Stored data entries
######

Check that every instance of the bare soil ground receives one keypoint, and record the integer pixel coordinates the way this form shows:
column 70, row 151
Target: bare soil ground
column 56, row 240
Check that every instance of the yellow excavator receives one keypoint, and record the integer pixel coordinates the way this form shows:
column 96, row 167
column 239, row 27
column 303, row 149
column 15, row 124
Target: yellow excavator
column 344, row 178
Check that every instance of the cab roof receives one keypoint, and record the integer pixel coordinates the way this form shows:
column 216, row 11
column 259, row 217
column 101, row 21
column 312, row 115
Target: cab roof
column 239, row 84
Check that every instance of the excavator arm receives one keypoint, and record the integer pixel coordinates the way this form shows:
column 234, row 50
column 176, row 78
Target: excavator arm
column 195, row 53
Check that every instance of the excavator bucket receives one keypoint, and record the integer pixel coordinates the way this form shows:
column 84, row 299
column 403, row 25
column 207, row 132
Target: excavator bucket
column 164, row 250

######

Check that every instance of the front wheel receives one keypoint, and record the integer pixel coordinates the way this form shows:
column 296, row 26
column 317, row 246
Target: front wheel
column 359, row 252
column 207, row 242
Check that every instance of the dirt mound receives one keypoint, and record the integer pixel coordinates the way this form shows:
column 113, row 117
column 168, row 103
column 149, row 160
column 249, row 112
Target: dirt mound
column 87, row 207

######

▶ **Short problem**
Reproduce the lines from the one containing "Check that every instance of the bare" up to and including the one containing "column 195, row 53", substituting "cabin roof" for "cab roof" and leaving everything else unchanged.

▶ **Result of the exercise**
Check that every instance of the bare soil ground receives one keypoint, and record the integer pixel coordinates the way this form shows:
column 70, row 151
Target: bare soil ground
column 56, row 240
Check that every instance of the yellow excavator receives one keypoint, and record the integer pixel coordinates the way this form shows:
column 96, row 167
column 239, row 27
column 303, row 149
column 15, row 124
Target: yellow excavator
column 344, row 178
Check that every instance of the cabin roof receives one keypoint, and record the integer pixel coordinates the way this form shows:
column 216, row 11
column 259, row 217
column 101, row 21
column 312, row 115
Target: cabin roof
column 239, row 84
Check that every instance of the excavator arm receives one keypoint, and record the integer pixel coordinates the way this form shows:
column 234, row 50
column 176, row 78
Target: excavator arm
column 195, row 53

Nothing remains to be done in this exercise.